• **Task objective**:
Answer these questions about the passage on Big Money in politics:
1. Which state did Mark Hanna serve as a U.S. Senator?
2. In Hanna's quote, what is the first thing that is important in politics?
3. What does the passage say can happen when enough people rise up?

• **Passage to read**:
━━━━
Can the American People Overcome the Power of Big Money?

Back in the 1890s, Republican power broker and former U.S. Senator from Ohio, Mark Hanna, explained, “There are two things that are important in politics. The first is money, and I can’t remember the second.” While Hanna’s clever observation places money at the pinnacle of political power, there is something else that can be just as forceful in politics. That is, we, the people, which, as Hanna’s quote illustrates, are often forgotten by our politicians. Nevertheless, while Big Money usually drives our politics, when enough people do rise up, they can overcome the power of Big Money and achieve great social advancements.
━━━━
• **Given information**:
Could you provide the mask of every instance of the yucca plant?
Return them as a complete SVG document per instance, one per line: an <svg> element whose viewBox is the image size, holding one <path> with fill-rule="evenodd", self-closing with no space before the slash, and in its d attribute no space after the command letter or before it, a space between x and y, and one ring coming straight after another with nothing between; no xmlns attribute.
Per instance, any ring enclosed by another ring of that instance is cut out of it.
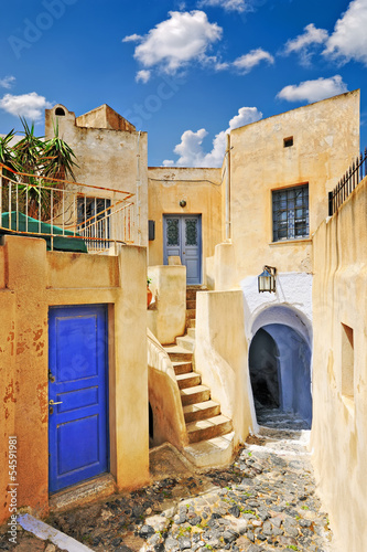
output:
<svg viewBox="0 0 367 552"><path fill-rule="evenodd" d="M0 137L0 163L17 172L20 170L20 166L18 164L14 151L10 145L14 136L15 131L12 129L7 136ZM8 178L14 178L13 173L7 169L2 169L2 174Z"/></svg>
<svg viewBox="0 0 367 552"><path fill-rule="evenodd" d="M23 117L20 117L20 119L23 125L22 134L24 137L13 147L17 162L21 168L20 172L24 173L24 176L21 177L24 184L20 184L18 188L21 195L20 201L21 203L26 202L26 212L30 216L43 219L48 214L50 194L43 188L39 188L42 181L36 177L40 177L42 173L41 157L44 142L42 138L35 136L34 123L32 123L30 127ZM34 177L32 177L32 174L34 174Z"/></svg>
<svg viewBox="0 0 367 552"><path fill-rule="evenodd" d="M34 123L29 126L22 117L21 123L24 137L12 148L13 166L19 172L24 173L21 177L23 183L19 185L20 203L23 209L26 206L24 212L30 216L47 221L52 215L51 203L56 209L57 201L61 199L61 193L54 192L51 201L51 190L47 188L61 189L63 187L61 182L54 183L48 179L65 180L66 176L71 176L75 180L73 172L73 167L77 167L74 160L75 155L60 137L58 124L54 126L54 138L43 140L43 137L35 136Z"/></svg>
━━━━
• **Exercise response**:
1. Ohio.
2. Money.
3. They can overcome the power of Big Money and achieve great social advancements.